Set down the records exactly as they stand, except for any pictures, which you should omit.

(Dataset entries)
*****

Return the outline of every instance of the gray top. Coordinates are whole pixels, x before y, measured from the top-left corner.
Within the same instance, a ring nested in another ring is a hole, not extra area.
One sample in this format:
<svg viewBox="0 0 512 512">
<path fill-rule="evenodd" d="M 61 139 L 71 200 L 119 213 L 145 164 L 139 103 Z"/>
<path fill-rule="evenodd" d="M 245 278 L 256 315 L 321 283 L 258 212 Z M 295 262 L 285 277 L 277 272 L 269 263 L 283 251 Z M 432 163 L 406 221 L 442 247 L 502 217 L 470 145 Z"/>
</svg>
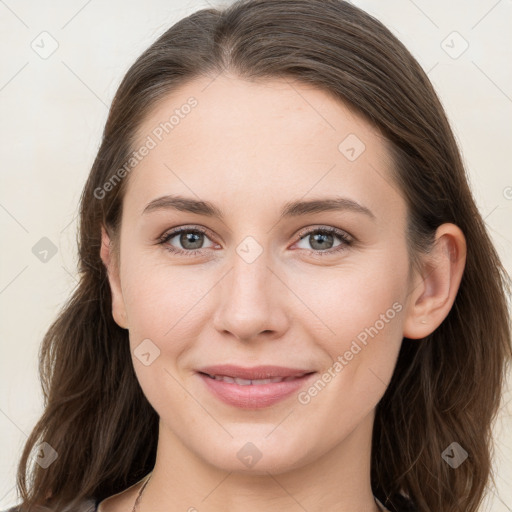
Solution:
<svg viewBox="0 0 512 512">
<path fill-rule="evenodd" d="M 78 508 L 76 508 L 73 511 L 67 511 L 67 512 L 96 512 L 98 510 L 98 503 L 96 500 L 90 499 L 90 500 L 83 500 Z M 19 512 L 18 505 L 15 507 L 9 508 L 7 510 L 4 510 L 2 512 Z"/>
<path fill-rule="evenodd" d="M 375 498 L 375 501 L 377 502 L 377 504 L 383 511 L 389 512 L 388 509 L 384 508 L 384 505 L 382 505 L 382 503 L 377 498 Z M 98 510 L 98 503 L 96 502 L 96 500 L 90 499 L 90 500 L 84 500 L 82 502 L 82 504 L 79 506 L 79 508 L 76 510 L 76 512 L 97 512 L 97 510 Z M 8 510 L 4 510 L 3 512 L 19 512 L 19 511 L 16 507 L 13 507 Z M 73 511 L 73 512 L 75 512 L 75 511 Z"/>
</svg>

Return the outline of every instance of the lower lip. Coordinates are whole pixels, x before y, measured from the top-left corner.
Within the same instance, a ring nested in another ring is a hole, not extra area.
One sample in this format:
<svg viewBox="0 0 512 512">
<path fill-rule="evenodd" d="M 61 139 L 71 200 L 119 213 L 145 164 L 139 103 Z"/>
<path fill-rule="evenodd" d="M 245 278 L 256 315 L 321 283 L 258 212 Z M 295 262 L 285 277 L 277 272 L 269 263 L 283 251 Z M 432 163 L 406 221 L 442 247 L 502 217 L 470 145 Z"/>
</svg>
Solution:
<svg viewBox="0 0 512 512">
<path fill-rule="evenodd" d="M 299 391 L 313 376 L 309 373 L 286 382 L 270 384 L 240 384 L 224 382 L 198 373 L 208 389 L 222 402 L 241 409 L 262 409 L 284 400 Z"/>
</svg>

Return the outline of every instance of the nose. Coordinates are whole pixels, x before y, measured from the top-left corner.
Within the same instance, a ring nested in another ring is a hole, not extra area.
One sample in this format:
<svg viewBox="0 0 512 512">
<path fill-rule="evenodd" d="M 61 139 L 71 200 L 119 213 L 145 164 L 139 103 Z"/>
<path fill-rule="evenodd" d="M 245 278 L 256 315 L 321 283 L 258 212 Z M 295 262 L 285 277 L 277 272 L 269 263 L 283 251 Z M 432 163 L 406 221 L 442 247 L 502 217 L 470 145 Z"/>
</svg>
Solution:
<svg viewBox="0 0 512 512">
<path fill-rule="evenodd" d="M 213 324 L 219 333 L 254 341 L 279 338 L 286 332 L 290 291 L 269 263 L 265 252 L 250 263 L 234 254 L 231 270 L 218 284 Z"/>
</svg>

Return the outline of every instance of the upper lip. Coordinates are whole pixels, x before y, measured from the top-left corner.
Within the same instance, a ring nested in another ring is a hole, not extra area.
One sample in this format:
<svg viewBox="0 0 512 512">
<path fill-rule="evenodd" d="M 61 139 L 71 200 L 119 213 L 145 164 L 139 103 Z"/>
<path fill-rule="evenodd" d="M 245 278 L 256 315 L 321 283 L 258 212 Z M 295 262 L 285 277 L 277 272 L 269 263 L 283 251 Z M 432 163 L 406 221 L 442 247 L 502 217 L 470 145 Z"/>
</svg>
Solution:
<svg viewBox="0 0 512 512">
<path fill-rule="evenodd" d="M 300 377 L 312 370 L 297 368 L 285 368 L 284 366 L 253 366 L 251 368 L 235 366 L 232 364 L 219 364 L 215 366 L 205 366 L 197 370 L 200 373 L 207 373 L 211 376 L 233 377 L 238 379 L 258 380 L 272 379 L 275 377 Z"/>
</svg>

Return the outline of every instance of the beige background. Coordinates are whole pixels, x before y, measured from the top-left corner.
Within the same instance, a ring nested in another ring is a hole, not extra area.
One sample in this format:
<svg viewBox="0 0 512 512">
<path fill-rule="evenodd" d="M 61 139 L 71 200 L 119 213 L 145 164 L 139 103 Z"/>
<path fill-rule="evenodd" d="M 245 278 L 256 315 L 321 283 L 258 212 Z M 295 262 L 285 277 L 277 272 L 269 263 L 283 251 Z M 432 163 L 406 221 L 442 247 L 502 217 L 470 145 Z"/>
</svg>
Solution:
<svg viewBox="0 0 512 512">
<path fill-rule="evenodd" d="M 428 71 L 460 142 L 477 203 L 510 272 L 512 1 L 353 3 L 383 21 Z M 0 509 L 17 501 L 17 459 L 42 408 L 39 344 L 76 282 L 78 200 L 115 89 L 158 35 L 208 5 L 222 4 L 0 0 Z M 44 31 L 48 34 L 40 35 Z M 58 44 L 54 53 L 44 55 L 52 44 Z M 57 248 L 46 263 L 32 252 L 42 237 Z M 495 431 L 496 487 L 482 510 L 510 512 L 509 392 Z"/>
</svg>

*****

### Completed exercise
Return the outline of every instance of the gray top. Coordinates are whole pixels, x before y, measured from the top-left corner.
Within the same instance, a ring nested in another ring is a hole, not extra area.
One sample in this format:
<svg viewBox="0 0 512 512">
<path fill-rule="evenodd" d="M 61 139 L 71 200 L 119 213 L 145 164 L 139 103 Z"/>
<path fill-rule="evenodd" d="M 245 278 L 256 315 L 321 283 L 258 212 Z M 295 262 L 285 277 L 277 272 L 269 263 L 283 251 Z M 432 163 L 406 221 L 442 247 L 502 217 L 470 145 Z"/>
</svg>
Solution:
<svg viewBox="0 0 512 512">
<path fill-rule="evenodd" d="M 78 508 L 76 508 L 73 511 L 67 511 L 67 512 L 96 512 L 98 510 L 98 503 L 96 500 L 90 499 L 90 500 L 83 500 Z M 19 512 L 18 505 L 15 507 L 9 508 L 7 510 L 4 510 L 2 512 Z"/>
<path fill-rule="evenodd" d="M 375 498 L 375 501 L 377 502 L 377 504 L 383 511 L 389 512 L 388 509 L 384 508 L 384 505 L 382 505 L 382 503 L 377 498 Z M 98 510 L 98 503 L 96 502 L 96 500 L 90 499 L 90 500 L 84 500 L 82 502 L 82 504 L 79 506 L 79 508 L 76 510 L 76 512 L 97 512 L 97 510 Z M 8 510 L 4 510 L 3 512 L 19 512 L 19 511 L 16 507 L 13 507 Z M 73 511 L 73 512 L 75 512 L 75 511 Z"/>
</svg>

Return the outline of every instance of the lower lip. Coordinates are whole pixels, x before y, measured from the top-left corner.
Within the same instance, a ring nested in another ring is a hole, not extra area.
One sample in this format:
<svg viewBox="0 0 512 512">
<path fill-rule="evenodd" d="M 61 139 L 71 200 L 119 213 L 145 164 L 139 103 Z"/>
<path fill-rule="evenodd" d="M 245 278 L 256 315 L 321 283 L 258 212 Z M 295 262 L 285 277 L 277 272 L 269 263 L 283 251 Z M 432 163 L 406 221 L 442 247 L 502 217 L 470 145 Z"/>
</svg>
Solution:
<svg viewBox="0 0 512 512">
<path fill-rule="evenodd" d="M 299 391 L 313 376 L 309 373 L 286 382 L 270 384 L 240 384 L 224 382 L 198 373 L 208 389 L 222 402 L 241 409 L 262 409 L 284 400 Z"/>
</svg>

Return the outline of every instance of the nose. Coordinates are whole pixels, x before y, measured from the top-left corner.
Within the same instance, a ring nested in another ring is a hole, not extra area.
One sample in this format:
<svg viewBox="0 0 512 512">
<path fill-rule="evenodd" d="M 61 139 L 71 200 L 119 213 L 145 164 L 139 103 Z"/>
<path fill-rule="evenodd" d="M 245 278 L 256 315 L 321 283 L 258 212 Z M 295 262 L 285 277 L 277 272 L 269 263 L 283 251 Z M 432 163 L 406 221 L 442 247 L 502 217 L 470 145 Z"/>
</svg>
Solution:
<svg viewBox="0 0 512 512">
<path fill-rule="evenodd" d="M 213 324 L 219 333 L 254 341 L 279 338 L 286 332 L 290 291 L 269 263 L 265 252 L 250 263 L 234 254 L 231 270 L 218 284 Z"/>
</svg>

Return the outline of every instance of the upper lip. Coordinates are whole pixels, x before y, measured from the top-left corner.
Within the same instance, a ring nested in another ring is a hole, not extra area.
One sample in this format:
<svg viewBox="0 0 512 512">
<path fill-rule="evenodd" d="M 61 139 L 71 200 L 119 213 L 145 164 L 139 103 Z"/>
<path fill-rule="evenodd" d="M 245 278 L 256 315 L 321 283 L 258 212 Z M 295 262 L 285 277 L 277 272 L 269 263 L 283 251 Z M 432 163 L 406 221 L 442 247 L 502 217 L 470 145 Z"/>
</svg>
Solution:
<svg viewBox="0 0 512 512">
<path fill-rule="evenodd" d="M 300 377 L 312 370 L 297 368 L 285 368 L 284 366 L 253 366 L 251 368 L 235 366 L 232 364 L 219 364 L 215 366 L 205 366 L 197 370 L 200 373 L 207 373 L 211 376 L 233 377 L 238 379 L 258 380 L 272 379 L 275 377 Z"/>
</svg>

Return the outline of every instance of the beige background. Coordinates are whole pixels, x before y, measured from the top-left corner.
Within the same instance, a ring nested in another ring is a hole, not extra area.
One sample in this format:
<svg viewBox="0 0 512 512">
<path fill-rule="evenodd" d="M 61 139 L 71 200 L 119 213 L 145 164 L 139 103 Z"/>
<path fill-rule="evenodd" d="M 245 278 L 256 315 L 321 283 L 258 212 Z M 295 262 L 285 277 L 277 272 L 269 263 L 283 251 Z M 432 163 L 406 221 L 442 247 L 502 217 L 470 145 Z"/>
</svg>
Solution:
<svg viewBox="0 0 512 512">
<path fill-rule="evenodd" d="M 428 71 L 460 142 L 477 203 L 510 272 L 512 1 L 353 3 L 383 21 Z M 0 509 L 17 501 L 17 459 L 42 408 L 39 344 L 76 282 L 78 200 L 115 89 L 158 35 L 208 5 L 222 4 L 0 0 Z M 44 31 L 48 34 L 40 35 Z M 58 44 L 54 53 L 44 55 L 52 44 Z M 57 248 L 46 263 L 32 252 L 42 237 Z M 495 431 L 496 487 L 482 510 L 510 512 L 509 392 Z"/>
</svg>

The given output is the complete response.